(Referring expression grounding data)
· · · · ·
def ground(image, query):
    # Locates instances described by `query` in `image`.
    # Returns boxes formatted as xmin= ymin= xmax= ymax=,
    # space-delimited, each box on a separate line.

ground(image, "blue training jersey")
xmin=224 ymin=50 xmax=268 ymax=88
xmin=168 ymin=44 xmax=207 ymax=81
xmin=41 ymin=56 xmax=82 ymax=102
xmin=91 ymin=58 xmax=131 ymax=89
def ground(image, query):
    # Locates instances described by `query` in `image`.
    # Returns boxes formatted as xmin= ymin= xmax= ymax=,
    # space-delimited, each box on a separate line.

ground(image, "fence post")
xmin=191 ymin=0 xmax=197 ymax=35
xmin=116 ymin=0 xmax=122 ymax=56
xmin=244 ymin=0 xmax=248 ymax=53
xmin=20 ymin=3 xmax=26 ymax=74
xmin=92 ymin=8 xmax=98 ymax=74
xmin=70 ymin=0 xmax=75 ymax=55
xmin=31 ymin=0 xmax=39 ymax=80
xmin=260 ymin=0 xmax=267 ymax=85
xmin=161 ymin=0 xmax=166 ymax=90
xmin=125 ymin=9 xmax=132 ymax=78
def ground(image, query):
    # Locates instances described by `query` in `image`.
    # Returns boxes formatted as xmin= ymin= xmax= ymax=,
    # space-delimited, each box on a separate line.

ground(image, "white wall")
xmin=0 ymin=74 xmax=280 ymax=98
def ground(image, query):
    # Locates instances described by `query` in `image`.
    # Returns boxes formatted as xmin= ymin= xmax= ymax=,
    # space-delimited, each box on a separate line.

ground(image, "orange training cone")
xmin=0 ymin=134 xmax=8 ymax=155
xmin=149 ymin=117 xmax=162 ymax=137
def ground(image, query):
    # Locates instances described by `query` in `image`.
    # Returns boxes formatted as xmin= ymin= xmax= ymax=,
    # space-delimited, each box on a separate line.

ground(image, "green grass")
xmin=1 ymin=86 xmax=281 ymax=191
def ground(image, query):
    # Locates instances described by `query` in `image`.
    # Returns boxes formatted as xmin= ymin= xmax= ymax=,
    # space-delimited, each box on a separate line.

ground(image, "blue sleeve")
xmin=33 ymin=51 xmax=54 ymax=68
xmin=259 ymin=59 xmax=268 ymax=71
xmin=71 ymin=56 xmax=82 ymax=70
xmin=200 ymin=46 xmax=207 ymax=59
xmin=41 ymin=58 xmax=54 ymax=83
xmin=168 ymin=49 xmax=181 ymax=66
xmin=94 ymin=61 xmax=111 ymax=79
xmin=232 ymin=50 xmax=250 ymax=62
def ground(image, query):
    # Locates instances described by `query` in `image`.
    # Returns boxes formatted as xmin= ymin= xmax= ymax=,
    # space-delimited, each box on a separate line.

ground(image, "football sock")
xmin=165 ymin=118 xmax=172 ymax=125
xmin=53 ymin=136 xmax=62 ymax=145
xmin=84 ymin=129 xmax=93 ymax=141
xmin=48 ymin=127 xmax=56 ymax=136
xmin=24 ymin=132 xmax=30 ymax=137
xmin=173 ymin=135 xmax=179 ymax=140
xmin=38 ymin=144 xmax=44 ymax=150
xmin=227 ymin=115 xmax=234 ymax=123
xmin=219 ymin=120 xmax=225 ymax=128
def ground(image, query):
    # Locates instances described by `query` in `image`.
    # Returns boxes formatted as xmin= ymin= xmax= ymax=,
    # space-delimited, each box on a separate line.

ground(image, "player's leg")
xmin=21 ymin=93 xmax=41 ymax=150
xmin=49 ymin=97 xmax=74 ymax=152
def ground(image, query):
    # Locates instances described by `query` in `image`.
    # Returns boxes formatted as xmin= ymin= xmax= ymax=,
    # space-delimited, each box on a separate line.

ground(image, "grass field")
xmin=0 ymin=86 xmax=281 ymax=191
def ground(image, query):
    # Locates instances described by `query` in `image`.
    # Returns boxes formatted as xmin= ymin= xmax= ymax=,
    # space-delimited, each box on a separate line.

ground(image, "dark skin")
· · · · ·
All the lines above should appear again in the answer, exactly as written.

def ground(image, query):
    # Locates instances described by `query` in `image`.
    # Returns boxes formatted as xmin= ymin= xmax= ymax=,
    # space-delimited, each box on a separate line.

ground(image, "blue training jersey")
xmin=224 ymin=50 xmax=268 ymax=88
xmin=168 ymin=44 xmax=207 ymax=81
xmin=41 ymin=56 xmax=82 ymax=102
xmin=91 ymin=58 xmax=131 ymax=89
def ground(image, query):
    # Locates instances described by `query` in `image`.
    # Returns boxes formatted as xmin= ymin= xmax= ymax=,
    # space-delimited, each box on a separate line.

ground(image, "fence post")
xmin=191 ymin=0 xmax=197 ymax=35
xmin=116 ymin=0 xmax=122 ymax=56
xmin=244 ymin=0 xmax=248 ymax=53
xmin=20 ymin=3 xmax=26 ymax=74
xmin=92 ymin=8 xmax=98 ymax=74
xmin=70 ymin=0 xmax=75 ymax=55
xmin=31 ymin=0 xmax=39 ymax=80
xmin=260 ymin=0 xmax=267 ymax=85
xmin=161 ymin=0 xmax=166 ymax=90
xmin=125 ymin=9 xmax=132 ymax=78
def ground(image, query):
    # Locates instances described by `query` in `image`.
    # Returns boxes formatted as xmin= ymin= xmax= ymax=,
    # space-delimited, each box on a separate line.

ground(image, "white wall")
xmin=0 ymin=74 xmax=280 ymax=98
def ground(image, query):
    # Locates instances described by `query` in `image`.
    # Returns boxes formatted as xmin= ymin= xmax= ymax=,
    # space-delimited, each box on a separate line.

ground(image, "orange training cone")
xmin=0 ymin=134 xmax=8 ymax=155
xmin=149 ymin=117 xmax=162 ymax=137
def ground(image, query):
    # Locates instances described by `query` in `image`.
    # Returns boxes formatted as xmin= ymin= xmax= ymax=,
    # space-delimited, each box on a separate line.

ground(image, "green grass")
xmin=1 ymin=86 xmax=281 ymax=191
def ground(image, query):
    # Locates instances described by `query` in `image`.
    # Returns boxes formatted as xmin= ymin= xmax= ymax=,
    # space-delimited, each box on a separate line.

ground(image, "blue sleeve")
xmin=33 ymin=51 xmax=54 ymax=68
xmin=259 ymin=59 xmax=268 ymax=71
xmin=71 ymin=56 xmax=82 ymax=70
xmin=200 ymin=46 xmax=207 ymax=59
xmin=41 ymin=58 xmax=54 ymax=83
xmin=168 ymin=49 xmax=181 ymax=66
xmin=94 ymin=61 xmax=111 ymax=79
xmin=232 ymin=50 xmax=250 ymax=62
def ground(image, query):
    # Locates instances described by `query` in `image`.
    # Returns boxes formatted as xmin= ymin= xmax= ymax=,
    # space-delimited, each box on a separate line.

ground(image, "football sock")
xmin=165 ymin=118 xmax=172 ymax=125
xmin=53 ymin=136 xmax=62 ymax=145
xmin=84 ymin=129 xmax=93 ymax=141
xmin=48 ymin=127 xmax=56 ymax=136
xmin=24 ymin=132 xmax=30 ymax=137
xmin=173 ymin=135 xmax=179 ymax=140
xmin=38 ymin=144 xmax=44 ymax=150
xmin=227 ymin=115 xmax=234 ymax=123
xmin=219 ymin=120 xmax=225 ymax=128
def ground(image, query):
    # Locates instances described by `query` in `image`.
    # Returns boxes formatted as xmin= ymin= xmax= ymax=,
    # space-delimited, each box on a separate line.

ground(image, "player's leg")
xmin=21 ymin=93 xmax=41 ymax=150
xmin=49 ymin=97 xmax=74 ymax=152
def ground(image, query):
    # Locates instances described by `query` in `image`.
    # Returns boxes formatted as xmin= ymin= xmax= ymax=,
    # space-delimited, each box on a separate line.

ground(image, "grass field")
xmin=0 ymin=86 xmax=281 ymax=191
def ground(image, query):
    # Locates instances described by `query` in `image`.
    # Returns boxes formatted as xmin= ymin= xmax= ymax=,
    # space-delimited, each box on a separate line.

ground(image, "dark skin")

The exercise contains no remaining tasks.